An exact transcript is needed of the material below, beginning at the line that contains "Task: point out each instance of the window sill" and continuing through its last line; nothing else should appear.

※

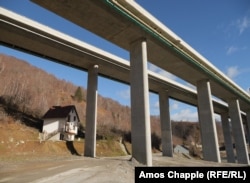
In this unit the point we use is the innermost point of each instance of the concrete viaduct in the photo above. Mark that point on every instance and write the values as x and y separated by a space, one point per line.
21 33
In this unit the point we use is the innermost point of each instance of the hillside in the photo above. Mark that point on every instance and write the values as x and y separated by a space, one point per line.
28 92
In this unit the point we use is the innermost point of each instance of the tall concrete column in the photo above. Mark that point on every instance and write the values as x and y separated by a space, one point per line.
140 116
238 132
91 112
207 122
227 138
248 126
166 130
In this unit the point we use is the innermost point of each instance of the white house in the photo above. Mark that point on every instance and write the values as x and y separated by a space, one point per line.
181 149
62 122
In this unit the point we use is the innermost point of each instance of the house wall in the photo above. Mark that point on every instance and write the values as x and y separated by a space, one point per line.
72 117
180 149
52 125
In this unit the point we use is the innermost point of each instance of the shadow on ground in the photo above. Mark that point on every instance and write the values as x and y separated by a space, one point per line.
71 148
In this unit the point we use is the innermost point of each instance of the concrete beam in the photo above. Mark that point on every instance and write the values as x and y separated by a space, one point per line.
140 116
227 138
166 130
207 122
238 131
91 112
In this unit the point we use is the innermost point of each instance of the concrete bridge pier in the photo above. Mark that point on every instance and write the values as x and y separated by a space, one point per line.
91 112
248 126
140 116
227 138
207 122
238 131
166 130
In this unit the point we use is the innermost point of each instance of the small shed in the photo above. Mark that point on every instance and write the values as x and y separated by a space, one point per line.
61 121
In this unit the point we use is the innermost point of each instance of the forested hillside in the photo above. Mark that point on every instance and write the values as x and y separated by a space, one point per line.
32 91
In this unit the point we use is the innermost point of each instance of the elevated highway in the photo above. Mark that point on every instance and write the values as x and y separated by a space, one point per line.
124 21
26 35
128 25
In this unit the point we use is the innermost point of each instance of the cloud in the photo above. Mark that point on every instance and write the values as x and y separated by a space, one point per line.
232 72
231 50
243 24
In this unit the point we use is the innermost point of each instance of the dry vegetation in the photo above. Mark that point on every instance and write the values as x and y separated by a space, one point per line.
27 92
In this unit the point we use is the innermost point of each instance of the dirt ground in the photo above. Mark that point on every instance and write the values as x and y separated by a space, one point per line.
72 168
23 158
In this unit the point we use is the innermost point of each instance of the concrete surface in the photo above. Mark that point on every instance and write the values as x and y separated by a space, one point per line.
82 169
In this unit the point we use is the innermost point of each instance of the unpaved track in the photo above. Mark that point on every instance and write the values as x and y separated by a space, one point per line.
76 169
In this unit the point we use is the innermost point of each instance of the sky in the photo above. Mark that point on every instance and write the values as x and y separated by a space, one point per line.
218 30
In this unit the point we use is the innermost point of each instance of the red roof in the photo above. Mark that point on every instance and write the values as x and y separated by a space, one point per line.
59 112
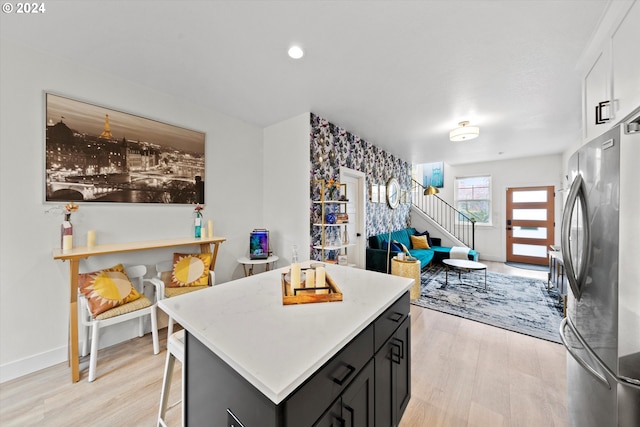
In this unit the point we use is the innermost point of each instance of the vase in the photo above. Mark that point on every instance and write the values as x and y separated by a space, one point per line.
330 218
198 225
66 234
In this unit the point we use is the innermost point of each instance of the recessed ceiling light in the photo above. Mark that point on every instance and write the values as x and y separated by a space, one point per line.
296 52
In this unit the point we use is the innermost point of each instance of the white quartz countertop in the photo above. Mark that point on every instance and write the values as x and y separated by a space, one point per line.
277 347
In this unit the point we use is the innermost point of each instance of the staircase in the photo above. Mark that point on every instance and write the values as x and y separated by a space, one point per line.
452 221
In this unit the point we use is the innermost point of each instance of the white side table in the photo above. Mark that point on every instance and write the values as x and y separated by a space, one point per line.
246 261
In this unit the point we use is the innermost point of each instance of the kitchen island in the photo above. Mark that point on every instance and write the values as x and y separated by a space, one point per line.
252 361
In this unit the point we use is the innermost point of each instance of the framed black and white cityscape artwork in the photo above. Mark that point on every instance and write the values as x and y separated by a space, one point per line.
96 154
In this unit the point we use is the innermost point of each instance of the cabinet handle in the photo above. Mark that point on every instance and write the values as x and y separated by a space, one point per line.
396 317
400 344
351 413
350 370
395 356
599 109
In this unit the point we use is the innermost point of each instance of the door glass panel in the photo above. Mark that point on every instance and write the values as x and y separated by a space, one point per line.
529 196
530 214
539 251
530 232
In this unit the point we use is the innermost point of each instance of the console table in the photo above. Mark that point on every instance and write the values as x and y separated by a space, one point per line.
82 252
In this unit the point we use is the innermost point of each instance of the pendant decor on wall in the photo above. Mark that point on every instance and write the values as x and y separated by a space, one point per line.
97 154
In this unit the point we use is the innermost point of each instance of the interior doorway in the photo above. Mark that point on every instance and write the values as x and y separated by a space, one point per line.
355 182
530 224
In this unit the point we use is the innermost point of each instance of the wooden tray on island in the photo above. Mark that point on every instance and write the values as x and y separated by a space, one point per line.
304 295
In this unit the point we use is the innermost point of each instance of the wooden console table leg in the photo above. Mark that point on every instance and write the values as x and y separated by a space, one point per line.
205 248
74 361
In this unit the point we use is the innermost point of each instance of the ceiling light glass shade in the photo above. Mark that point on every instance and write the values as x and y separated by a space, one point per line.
464 132
431 190
296 52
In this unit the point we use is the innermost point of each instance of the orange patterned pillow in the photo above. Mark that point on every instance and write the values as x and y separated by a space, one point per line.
106 289
419 242
190 270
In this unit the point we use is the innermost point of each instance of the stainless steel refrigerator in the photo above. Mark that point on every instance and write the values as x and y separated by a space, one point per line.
601 253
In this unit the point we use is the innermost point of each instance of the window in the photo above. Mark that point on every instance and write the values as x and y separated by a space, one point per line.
473 198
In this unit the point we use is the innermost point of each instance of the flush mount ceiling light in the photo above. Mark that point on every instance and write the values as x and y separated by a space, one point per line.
464 132
296 52
431 190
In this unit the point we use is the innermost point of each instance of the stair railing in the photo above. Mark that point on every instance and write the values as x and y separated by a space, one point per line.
456 223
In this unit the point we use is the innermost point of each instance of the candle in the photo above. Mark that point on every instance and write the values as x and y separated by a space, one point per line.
67 242
295 275
91 239
310 278
320 279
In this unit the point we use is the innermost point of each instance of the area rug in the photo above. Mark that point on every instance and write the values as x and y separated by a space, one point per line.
515 303
527 266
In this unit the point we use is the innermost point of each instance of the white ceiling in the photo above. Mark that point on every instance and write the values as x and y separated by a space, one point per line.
399 74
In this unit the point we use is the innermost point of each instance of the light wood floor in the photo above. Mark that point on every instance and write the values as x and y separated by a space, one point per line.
464 373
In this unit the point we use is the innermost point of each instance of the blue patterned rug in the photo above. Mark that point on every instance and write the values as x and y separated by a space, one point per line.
515 303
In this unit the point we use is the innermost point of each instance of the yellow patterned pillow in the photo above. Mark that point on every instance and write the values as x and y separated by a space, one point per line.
106 289
419 242
190 270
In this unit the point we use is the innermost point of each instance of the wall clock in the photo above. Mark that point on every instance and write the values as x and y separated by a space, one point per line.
393 193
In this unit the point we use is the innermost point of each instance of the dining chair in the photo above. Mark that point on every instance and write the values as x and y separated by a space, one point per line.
164 271
138 308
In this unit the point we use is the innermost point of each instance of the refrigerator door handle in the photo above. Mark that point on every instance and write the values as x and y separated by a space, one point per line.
577 358
577 194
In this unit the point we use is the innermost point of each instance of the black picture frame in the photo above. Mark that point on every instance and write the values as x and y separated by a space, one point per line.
99 154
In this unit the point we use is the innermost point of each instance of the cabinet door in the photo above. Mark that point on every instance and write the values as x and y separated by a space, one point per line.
403 369
596 88
626 63
333 417
358 401
393 377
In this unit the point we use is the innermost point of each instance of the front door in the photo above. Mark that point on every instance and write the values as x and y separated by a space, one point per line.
355 181
530 224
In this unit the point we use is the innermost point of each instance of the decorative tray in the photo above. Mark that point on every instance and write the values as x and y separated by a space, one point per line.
305 295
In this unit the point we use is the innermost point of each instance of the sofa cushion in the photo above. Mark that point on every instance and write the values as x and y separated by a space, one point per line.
425 233
394 246
419 242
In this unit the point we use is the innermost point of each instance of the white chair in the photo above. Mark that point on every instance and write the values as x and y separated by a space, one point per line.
164 270
132 310
175 351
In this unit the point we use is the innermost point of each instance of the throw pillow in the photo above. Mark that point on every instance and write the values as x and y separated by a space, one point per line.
190 270
106 289
404 248
394 246
419 242
425 233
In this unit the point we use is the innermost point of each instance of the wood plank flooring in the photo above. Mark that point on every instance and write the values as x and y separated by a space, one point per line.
464 373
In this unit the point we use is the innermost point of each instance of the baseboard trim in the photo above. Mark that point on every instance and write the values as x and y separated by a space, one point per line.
28 365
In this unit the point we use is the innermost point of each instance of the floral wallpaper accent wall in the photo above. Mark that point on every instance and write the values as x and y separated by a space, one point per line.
333 147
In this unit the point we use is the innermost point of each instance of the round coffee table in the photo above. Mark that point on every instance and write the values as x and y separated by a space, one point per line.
463 264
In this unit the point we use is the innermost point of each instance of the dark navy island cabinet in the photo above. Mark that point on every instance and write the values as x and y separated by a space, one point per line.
366 384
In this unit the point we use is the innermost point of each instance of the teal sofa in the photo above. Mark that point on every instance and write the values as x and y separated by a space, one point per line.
376 256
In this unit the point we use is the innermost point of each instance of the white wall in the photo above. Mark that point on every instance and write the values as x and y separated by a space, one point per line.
527 172
34 289
286 181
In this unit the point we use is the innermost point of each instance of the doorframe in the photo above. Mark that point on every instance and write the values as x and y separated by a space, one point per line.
361 213
551 222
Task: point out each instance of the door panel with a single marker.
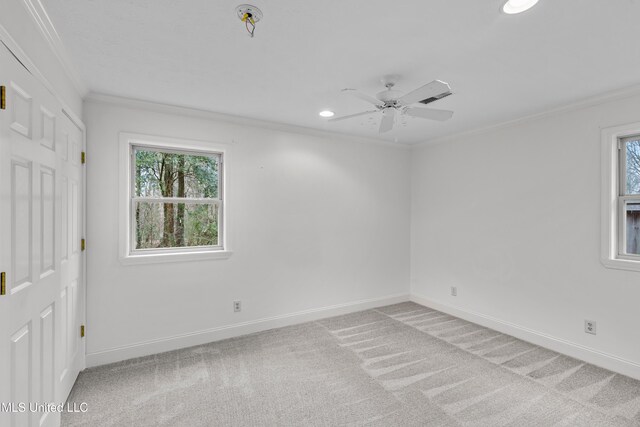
(41, 224)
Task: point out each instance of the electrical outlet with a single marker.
(590, 327)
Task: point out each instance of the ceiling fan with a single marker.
(392, 102)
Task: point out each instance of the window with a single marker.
(621, 197)
(175, 203)
(629, 197)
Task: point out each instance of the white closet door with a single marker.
(40, 230)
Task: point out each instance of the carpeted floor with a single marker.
(401, 365)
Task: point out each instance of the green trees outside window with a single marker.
(177, 201)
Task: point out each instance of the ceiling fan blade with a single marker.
(388, 118)
(429, 113)
(363, 97)
(435, 89)
(337, 119)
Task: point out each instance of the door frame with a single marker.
(21, 56)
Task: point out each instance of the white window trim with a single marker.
(611, 210)
(127, 255)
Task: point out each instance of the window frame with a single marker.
(128, 253)
(614, 198)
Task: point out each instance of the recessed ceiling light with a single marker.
(512, 7)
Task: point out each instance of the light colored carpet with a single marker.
(400, 365)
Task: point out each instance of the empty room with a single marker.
(336, 213)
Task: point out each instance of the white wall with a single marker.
(317, 221)
(22, 28)
(511, 217)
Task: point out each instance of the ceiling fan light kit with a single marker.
(250, 15)
(393, 103)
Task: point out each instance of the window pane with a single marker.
(633, 227)
(633, 166)
(173, 225)
(161, 174)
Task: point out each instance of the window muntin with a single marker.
(629, 197)
(176, 200)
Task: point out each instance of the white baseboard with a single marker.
(578, 351)
(160, 345)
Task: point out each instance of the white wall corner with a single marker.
(43, 22)
(578, 351)
(176, 342)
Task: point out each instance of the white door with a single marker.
(41, 211)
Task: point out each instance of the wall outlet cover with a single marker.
(590, 327)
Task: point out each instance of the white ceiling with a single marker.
(197, 54)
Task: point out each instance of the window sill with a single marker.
(621, 264)
(175, 257)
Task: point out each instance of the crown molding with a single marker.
(10, 43)
(101, 98)
(592, 101)
(43, 22)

※

Answer to this exercise —
Task: point out each instance of the window sill with a single marker.
(621, 264)
(175, 257)
Task: point out each instance of the crown molding with a single marker.
(10, 43)
(101, 98)
(592, 101)
(43, 22)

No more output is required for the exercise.